§ **What the exercise asks**: Word for word, and without a single picture, repeat the entries.

━━━━━━━━━━━━━━━━

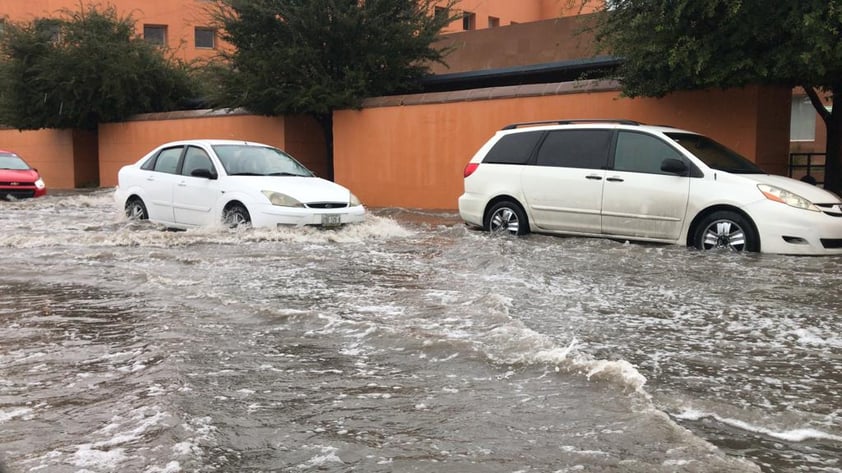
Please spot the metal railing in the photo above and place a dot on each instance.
(807, 164)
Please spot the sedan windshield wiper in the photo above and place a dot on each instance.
(286, 174)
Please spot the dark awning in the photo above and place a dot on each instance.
(561, 71)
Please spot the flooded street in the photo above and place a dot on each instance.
(408, 343)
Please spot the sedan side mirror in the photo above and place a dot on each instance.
(674, 166)
(202, 172)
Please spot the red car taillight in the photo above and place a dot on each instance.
(470, 168)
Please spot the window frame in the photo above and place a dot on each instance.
(153, 39)
(204, 29)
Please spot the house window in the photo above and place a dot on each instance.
(155, 34)
(49, 28)
(205, 38)
(469, 21)
(802, 119)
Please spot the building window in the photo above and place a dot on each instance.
(50, 28)
(469, 21)
(802, 119)
(205, 38)
(155, 34)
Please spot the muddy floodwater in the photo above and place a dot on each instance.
(408, 343)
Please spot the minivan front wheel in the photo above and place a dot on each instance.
(507, 217)
(728, 230)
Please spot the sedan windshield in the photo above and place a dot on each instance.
(250, 160)
(11, 161)
(715, 155)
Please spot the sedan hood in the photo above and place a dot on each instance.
(303, 189)
(18, 175)
(814, 194)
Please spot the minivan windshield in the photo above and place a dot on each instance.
(715, 155)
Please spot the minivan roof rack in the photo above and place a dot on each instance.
(569, 122)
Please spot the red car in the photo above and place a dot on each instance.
(18, 180)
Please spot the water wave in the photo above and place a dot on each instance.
(792, 435)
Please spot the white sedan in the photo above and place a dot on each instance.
(194, 183)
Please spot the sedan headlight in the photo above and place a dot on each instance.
(281, 200)
(786, 197)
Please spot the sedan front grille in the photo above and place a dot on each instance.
(833, 210)
(327, 205)
(7, 194)
(832, 243)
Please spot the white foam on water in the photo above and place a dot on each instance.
(325, 456)
(63, 221)
(792, 435)
(89, 456)
(21, 412)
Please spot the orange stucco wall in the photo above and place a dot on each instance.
(179, 16)
(66, 159)
(413, 155)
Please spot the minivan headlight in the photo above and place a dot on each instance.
(281, 200)
(786, 197)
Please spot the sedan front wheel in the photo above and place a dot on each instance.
(236, 216)
(135, 210)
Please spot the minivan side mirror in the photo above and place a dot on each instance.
(674, 166)
(202, 172)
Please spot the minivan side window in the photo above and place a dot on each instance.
(513, 149)
(638, 152)
(587, 149)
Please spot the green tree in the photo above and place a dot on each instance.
(669, 45)
(82, 69)
(311, 57)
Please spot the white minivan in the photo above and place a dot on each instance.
(624, 180)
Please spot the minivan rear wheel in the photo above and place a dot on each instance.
(507, 217)
(728, 230)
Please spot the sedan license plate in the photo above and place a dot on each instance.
(332, 220)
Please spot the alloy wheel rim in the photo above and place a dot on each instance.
(135, 211)
(724, 234)
(505, 220)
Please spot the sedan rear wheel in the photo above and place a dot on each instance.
(728, 230)
(236, 216)
(507, 217)
(135, 210)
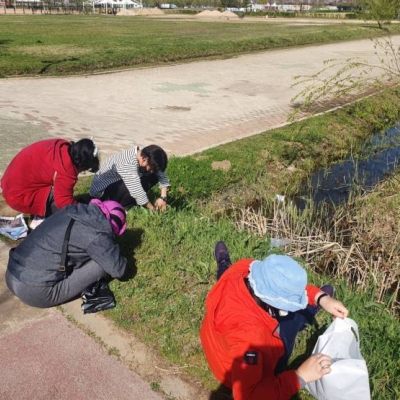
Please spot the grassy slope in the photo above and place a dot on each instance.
(175, 269)
(69, 44)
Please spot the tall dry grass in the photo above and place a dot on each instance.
(339, 244)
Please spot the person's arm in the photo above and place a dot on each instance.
(163, 182)
(330, 305)
(161, 202)
(129, 174)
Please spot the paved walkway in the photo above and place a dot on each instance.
(185, 109)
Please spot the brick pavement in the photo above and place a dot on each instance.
(184, 108)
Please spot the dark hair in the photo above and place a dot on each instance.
(156, 157)
(84, 155)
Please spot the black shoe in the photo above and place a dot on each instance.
(221, 255)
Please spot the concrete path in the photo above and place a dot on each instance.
(183, 108)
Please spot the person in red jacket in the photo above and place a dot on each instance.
(253, 315)
(40, 179)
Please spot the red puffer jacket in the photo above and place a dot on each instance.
(28, 179)
(235, 327)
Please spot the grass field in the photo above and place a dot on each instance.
(173, 250)
(74, 44)
(164, 303)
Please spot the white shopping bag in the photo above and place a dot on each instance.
(348, 379)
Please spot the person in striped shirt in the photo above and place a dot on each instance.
(126, 177)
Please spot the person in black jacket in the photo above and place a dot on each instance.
(33, 272)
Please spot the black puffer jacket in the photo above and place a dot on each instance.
(35, 261)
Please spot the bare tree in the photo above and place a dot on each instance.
(341, 81)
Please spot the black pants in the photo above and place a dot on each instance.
(118, 191)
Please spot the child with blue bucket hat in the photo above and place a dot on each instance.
(253, 315)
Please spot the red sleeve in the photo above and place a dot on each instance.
(64, 190)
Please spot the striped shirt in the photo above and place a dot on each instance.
(125, 166)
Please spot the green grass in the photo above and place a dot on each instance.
(74, 44)
(173, 251)
(174, 269)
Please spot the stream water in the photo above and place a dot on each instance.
(380, 158)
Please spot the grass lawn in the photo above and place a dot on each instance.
(73, 44)
(173, 250)
(164, 303)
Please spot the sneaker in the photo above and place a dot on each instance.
(36, 221)
(221, 255)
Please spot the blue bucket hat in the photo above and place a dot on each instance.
(280, 282)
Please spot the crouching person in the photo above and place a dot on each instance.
(253, 315)
(34, 272)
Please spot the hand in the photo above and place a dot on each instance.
(334, 307)
(160, 205)
(314, 368)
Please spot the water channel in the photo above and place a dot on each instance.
(379, 159)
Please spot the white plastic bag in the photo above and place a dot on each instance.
(348, 379)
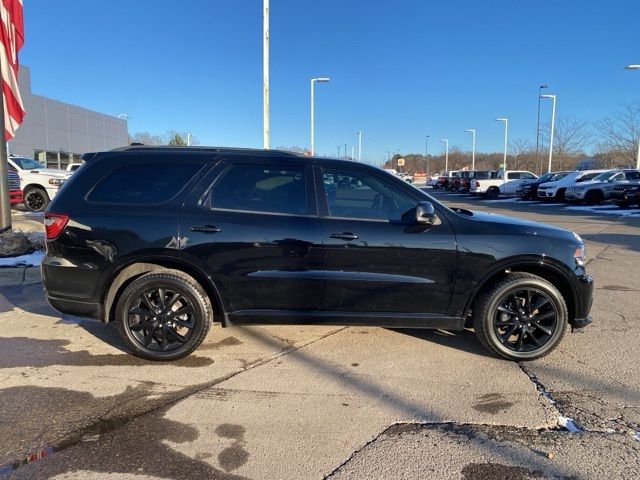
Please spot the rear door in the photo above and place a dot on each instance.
(256, 232)
(373, 260)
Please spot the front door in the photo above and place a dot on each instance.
(373, 260)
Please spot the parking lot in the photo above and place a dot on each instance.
(344, 402)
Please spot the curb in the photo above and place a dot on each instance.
(12, 276)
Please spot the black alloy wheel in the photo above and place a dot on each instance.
(522, 317)
(163, 315)
(36, 200)
(525, 320)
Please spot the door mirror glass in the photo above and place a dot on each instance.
(425, 213)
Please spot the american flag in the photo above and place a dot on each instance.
(12, 38)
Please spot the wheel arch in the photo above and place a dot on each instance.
(546, 270)
(126, 273)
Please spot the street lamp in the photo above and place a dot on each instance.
(540, 87)
(426, 153)
(446, 155)
(553, 121)
(635, 67)
(473, 148)
(313, 81)
(506, 131)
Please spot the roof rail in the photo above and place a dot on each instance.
(204, 149)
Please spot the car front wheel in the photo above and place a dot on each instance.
(163, 315)
(523, 317)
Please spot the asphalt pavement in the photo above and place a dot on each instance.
(311, 402)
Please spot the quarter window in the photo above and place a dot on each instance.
(357, 195)
(261, 188)
(143, 184)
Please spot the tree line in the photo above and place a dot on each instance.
(614, 140)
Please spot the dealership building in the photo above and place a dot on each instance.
(57, 133)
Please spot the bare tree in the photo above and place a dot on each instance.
(621, 132)
(571, 137)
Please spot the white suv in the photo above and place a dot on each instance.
(556, 190)
(39, 184)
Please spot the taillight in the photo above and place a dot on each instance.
(54, 225)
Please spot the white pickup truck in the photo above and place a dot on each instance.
(38, 184)
(504, 184)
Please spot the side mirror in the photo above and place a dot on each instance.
(425, 213)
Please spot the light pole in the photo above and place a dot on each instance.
(540, 87)
(553, 121)
(473, 148)
(313, 81)
(426, 152)
(265, 74)
(635, 67)
(506, 132)
(446, 155)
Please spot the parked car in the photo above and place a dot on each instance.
(599, 188)
(248, 237)
(505, 183)
(626, 193)
(15, 194)
(528, 190)
(38, 184)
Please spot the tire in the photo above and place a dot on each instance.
(36, 199)
(492, 323)
(157, 337)
(493, 193)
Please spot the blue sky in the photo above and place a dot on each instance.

━━━━━━━━━━━━━━━━

§ **Result below**:
Please spot the metal railing in the photo above and place a dot on each instance.
(807, 164)
Please spot the sedan windshield wiper in the photo above and place a dot on each instance.
(286, 174)
Please spot the dark awning in the photo above and place a dot on each instance.
(561, 71)
Please spot the flooded street in the photo above and place a dot on each instance.
(408, 343)
Please spot the sedan side mirror in the photo above and place a dot on each instance.
(674, 166)
(202, 172)
Please spot the red car taillight in the photo above and place a dot on each instance.
(470, 168)
Please spot the window frame in the photo above and place a dot on each instance.
(153, 39)
(204, 29)
Please spot the house window in the photo above and place a dot on each instance.
(155, 34)
(49, 28)
(205, 38)
(469, 21)
(802, 119)
Please spot the building window in the photo above and place a dot on each instance.
(50, 28)
(469, 21)
(802, 119)
(205, 38)
(155, 34)
Please spot the muddy floodwater in the photo above and place a dot on each instance.
(408, 343)
Please spot the minivan front wheel in the photo above and place a dot on each instance.
(507, 217)
(728, 230)
Please spot the sedan windshield in the photo above and place a dot on each instance.
(250, 160)
(11, 161)
(715, 155)
Please spot the sedan hood in the photo above and place a dot on each instance.
(303, 189)
(18, 175)
(814, 194)
Please spot the minivan windshield in the photo above and place a dot on each instance.
(715, 155)
Please spot the minivan roof rack in the photo above and place a dot on each instance.
(569, 122)
Please spot the red car in the photo above and place a dot on each instance.
(18, 180)
Please spot the water wave in the photo above and place a dot on each instance.
(792, 435)
Please spot the white sedan in the photo above and place a dot on each instance.
(194, 183)
Please spot the sedan headlight in the photo above and place a dot on each instance.
(281, 200)
(786, 197)
Please spot the sedan front grille in the photo above and place a dot on each instance.
(833, 210)
(327, 205)
(7, 194)
(832, 243)
Please spot the white foam on water in the photo above and place a dot on each instance.
(325, 456)
(63, 221)
(792, 435)
(89, 456)
(21, 412)
Please spot the orange stucco wall in the photo above and place a dot on each instance.
(179, 16)
(66, 159)
(413, 155)
Please spot the minivan headlight in the photo above and place a dot on each instance.
(281, 200)
(786, 197)
Please spot the sedan front wheel in the photo above and place a dot on each instance.
(236, 216)
(135, 210)
Please spot the minivan side mirror in the photo above and place a dot on each instance.
(674, 166)
(202, 172)
Please spot the minivan side window in the photo above and place a dot on each instance.
(513, 149)
(638, 152)
(587, 149)
Please spot the green tree in the photo above and place a dot on each instance.
(669, 45)
(82, 69)
(311, 57)
Please spot the white minivan in the photo above and place a dot on each instance.
(624, 180)
Please spot the minivan rear wheel in the photo above and place a dot on each instance.
(507, 217)
(728, 230)
Please spot the sedan license plate in the photo above and place a dot on each instance.
(332, 220)
Please spot the alloy wheel rim in the photo above and place a dot on each instance.
(135, 211)
(724, 234)
(505, 220)
Please spot the sedan rear wheel in the photo above and place a dot on each instance.
(728, 230)
(236, 216)
(507, 217)
(135, 210)
Please spot the grassy slope in the photo above and place a dot on each instance.
(175, 269)
(69, 44)
Please spot the tall dry grass in the photo above and place a dot on each instance.
(339, 244)
Please spot the person's arm in the photo above and place a dot on each instance.
(163, 182)
(330, 305)
(161, 202)
(129, 174)
Please spot the paved walkway in the photo above and place a dot on each instance.
(185, 109)
Please spot the brick pavement in the photo above and place a dot on each instance.
(184, 108)
Please spot the dark hair in the photo above and place a dot on each instance.
(156, 157)
(84, 155)
Please spot the black shoe in the photo above and place a dot on each instance.
(221, 255)
Please spot the concrete path in the photo above and place a dot on each instance.
(183, 108)
Please spot the person in red jacket in the photo above and place a dot on each instance.
(253, 315)
(40, 179)
Please spot the red puffer jacket in the photo above and place a dot on each instance.
(28, 179)
(235, 327)
Please spot the grass field in the photo above and place a dot on each instance.
(173, 250)
(74, 44)
(164, 303)
Please spot the white shopping bag in the photo above and place a dot on each instance.
(348, 379)
Please spot the person in striped shirt in the photo above and place a dot on each instance.
(126, 177)
Please spot the person in black jacket in the photo above and place a dot on each instance.
(33, 272)
Please spot the black puffer jacket in the photo above and place a dot on each instance.
(35, 261)
Please spot the bare tree in the photo above and place a dot on each instance.
(341, 81)
Please spot the black pants in the photo above and place a dot on each instance.
(118, 191)
Please spot the child with blue bucket hat in the photo above and place a dot on each instance.
(253, 315)
Please spot the red sleeve in the photo above and place a dot on each instance.
(64, 190)
Please spot the striped shirt in the photo above and place a dot on each instance.
(125, 166)
Please spot the green grass in the photo above and place a dot on each instance.
(74, 44)
(173, 251)
(174, 269)
Please spot the stream water in the photo above and place a dot on each instance.
(380, 158)
Please spot the grass lawn in the photo above and place a dot on each instance.
(73, 44)
(173, 250)
(164, 303)
Please spot the sneaker in the photo above and place a dot on each instance.
(36, 221)
(221, 255)
Please spot the blue bucket hat in the photo above and place a dot on each instance.
(280, 282)
Please spot the crouching person in the photo above and place a dot on each instance.
(253, 315)
(34, 272)
Please spot the hand in the photo above and place a dot on each instance.
(334, 307)
(160, 205)
(314, 368)
Please spot the water channel in the photo above and place a dot on each instance.
(379, 159)
Please spot the white plastic bag in the photo above and place a dot on each instance.
(348, 379)
Please spot the rear door in the photo above and place a dot on each instance.
(256, 232)
(373, 260)
Please spot the front door in the photo above and place a dot on each instance.
(373, 260)
Please spot the parking lot in the photo above and place a dot on each instance.
(344, 402)
Please spot the curb in the photo above and place a dot on each instance.
(12, 276)
Please spot the black alloy wheel in the photo above and place a dot on each instance.
(522, 317)
(163, 315)
(36, 200)
(525, 320)
Please spot the door mirror glass in the photo above and place a dot on each instance.
(425, 213)
Please spot the american flag in the photo above and place a dot on each instance.
(12, 38)
Please spot the wheel arch in the photo above and place a dot on each instance.
(546, 270)
(126, 273)
Please spot the street lamp in the photo above and place a dot on each instance.
(540, 87)
(426, 153)
(446, 155)
(553, 121)
(635, 67)
(473, 148)
(313, 81)
(506, 131)
Please spot the roof rail in the photo above and place a dot on each instance.
(204, 149)
Please spot the car front wheel in the photo above and place a dot on each instance.
(163, 315)
(523, 317)
Please spot the asphalt pavement in the photo above and place a dot on each instance.
(311, 402)
Please spot the quarter window in the photo above and place a dot on each instance.
(357, 195)
(261, 188)
(143, 184)
Please spot the tree line in the photo above and place a dot on each instance.
(614, 140)
Please spot the dealership building in the photo above and place a dot on each instance.
(57, 133)
Please spot the bare tree in the photo above and place a dot on each instance.
(621, 132)
(571, 137)
Please spot the white suv in the photo above and place a dot on each instance.
(556, 190)
(39, 184)
Please spot the taillight in the photo above and place a dot on each instance.
(54, 225)
Please spot the white pickup truck in the photo above and place a dot on each instance.
(38, 184)
(504, 184)
Please spot the side mirror in the photo above and place a dot on each instance.
(425, 213)
Please spot the light pole in the photo above and place a dot on each instance.
(540, 87)
(553, 121)
(473, 148)
(313, 81)
(426, 152)
(265, 74)
(635, 67)
(506, 132)
(446, 155)
Please spot the parked car in the photo above and place a dot on each instance.
(599, 188)
(248, 237)
(505, 183)
(626, 193)
(15, 194)
(528, 190)
(38, 184)
Please spot the tire in the photo above and place a dot on each instance.
(36, 199)
(492, 323)
(157, 337)
(493, 193)
Please spot the blue sky in the photo above and place a dot on each instance.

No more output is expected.